By Michael Arbeiter, Hollywood.com Staff
When we last left that five-headed cyst of cacophonous narcissism regularly found occupying the subterranean rat's nest known as MacLaren's Pub, it had undertaken one of its biggest, albeit least surprising (and certainly not any less toxic than its usual efforts) endeavors: two of its tendrils namely, the spindly albino not weighed down by the irons of conscience ("Barney") and the callous vat of black bile ("Robin") had gotten engaged. Cheers all around.
In fact, as one might surmise, cheers would not resonate from all corners of the bar-set pentagon: Ted was, whether he could admit it or not, miserable.
Picking up just a week or so following Barney's proposal, the latest episode of How I Met Your Mother delves into the emotional turmoil enveloping overgrown child Ted in the wake of his best friend's engagement to the so-called girl of his dreams. Feigning support by manhandling the wedding plans, Ted is insistent on date, venue, and above all else, the employ of a deejay. He is vehemently anti band. The reasons for this are hardly comprehensible, but they have something to do with his still being in love with Robin. For whatever reason, Ted has assigned himself the allegorical symbol of deejay and Barney that of band.
It is only with Lily's help that Ted is able to admit his straggling feelings for Robin and resultant animosity for Barney. And in trade for Ted's admission, Lily reveals her own "dark secret": the occasional resentment of her new motherhood and sporadic desire to run out on Marshall and Baby Marvin in the middle of the night. Although her words are treated with the severity of an appalling explosion, what Lily admits is hardly anything that any new parent the most loving new parents included wouldn't be able to relate to. Having a baby is difficult, especially when you and your spouse are already working fulltime jobs. Her every-so-often craving for something more for a respite from the madness, for a return to her artistic passions is not only understandable, it's far more understandable than the alternative of just slipping complacently into this arduous new lifestyle. Unless the show is gearing up for another Lily-runs-off storyline like we saw back in the early years, this "Holy cow!" revelation isn't really worth the muster of its musical sting.
Ted, under Lily's guidance, keeps a lid on his own feelings. And although none of this is anything we haven't seen before (Ted pining for Robin, silently and otherwise), a flash forward epilogue lands Ted on the subway beside an alleged ex-girlfriend now a lesbian who, the wake of Robin and Barney's wedding band canceling at the last minute, sets Ted up with a new band in the knick of time. A band that saves the day. And a band that, somehow, plays catalyst in his meeting of who?! the mother.

[TO DO]
1. In the How I Met Your Mother episode review, what kind of wedding music does Ted insist on instead of a band?
2. Pick up the How I Met Your Mother episode review after its final sentence and keep writing.
The records come from a different, unrelated source.

[MATERIAL SUPPLIED]

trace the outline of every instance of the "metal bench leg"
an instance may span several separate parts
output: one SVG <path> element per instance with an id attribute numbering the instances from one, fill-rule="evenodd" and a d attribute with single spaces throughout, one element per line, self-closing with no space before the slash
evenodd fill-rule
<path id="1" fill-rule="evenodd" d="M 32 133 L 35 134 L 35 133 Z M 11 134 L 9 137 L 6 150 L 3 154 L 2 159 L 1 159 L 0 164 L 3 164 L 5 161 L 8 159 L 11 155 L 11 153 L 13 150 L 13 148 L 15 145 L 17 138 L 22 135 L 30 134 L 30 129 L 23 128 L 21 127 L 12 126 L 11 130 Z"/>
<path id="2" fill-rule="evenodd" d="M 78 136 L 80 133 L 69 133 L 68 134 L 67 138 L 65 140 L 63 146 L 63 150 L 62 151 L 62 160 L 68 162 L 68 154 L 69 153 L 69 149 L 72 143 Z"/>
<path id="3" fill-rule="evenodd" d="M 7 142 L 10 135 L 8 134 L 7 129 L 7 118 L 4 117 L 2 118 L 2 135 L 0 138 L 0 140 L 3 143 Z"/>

[RESULTS OF THE TASKS]
1. A deejay.

2.
Now, a hint is dropped that T.M. is actually a member of said band, but we don't know this for certain (this show loves to dabble in trickery). We'll have to see exactly how the musical troupe comes into play in the union of the future Mosbys come springtime. For now, we can rest easy with at least one more stone paved in the path toward the long awaited answer.
Meanwhile, paradise has not yet taken hold of Robin and Barney. Before their relationship can truly incept, Barney must earn permission to wed Robin from her terrifying father, Robin Sr., before she can comfortably ease into their engagement. But in addition to being a bear-murdering, emotionally abusive loon, Robin's dad is now also a Hawaiian-shirt wearing kook with a new lady friend whom Robin has never even heard of. In fact, in approaching her dad for his blessing on Barney's proposal, Robin learns that he now lives in New York City and is, in fact, married to this mystery woman.
The revelation relieves Robin of any approval she once sought from her father. Understanding just how little he seems to want her in his life, she decides to deal him the same fate, informing him that he no longer has the right to grant or deny Barney "permission" to marry her, nor is he welcome at their wedding. But Barney (after a tearful refusal to shoot a rabbit, as demanded by Mr. Scherbatsky to earn his respect), manages to bring father and daughter together, mending their relationship just enough to provoke an apology from him and earn his presence at their big day. It is a deed that proves just how much Barney cares for Robin to her, to her father, and to Ted, allowing him to happily give his own blessing to the pair. He'll be fine in due time. Remember? The flash forward? The band? The mother? Soon, young ones. Soon.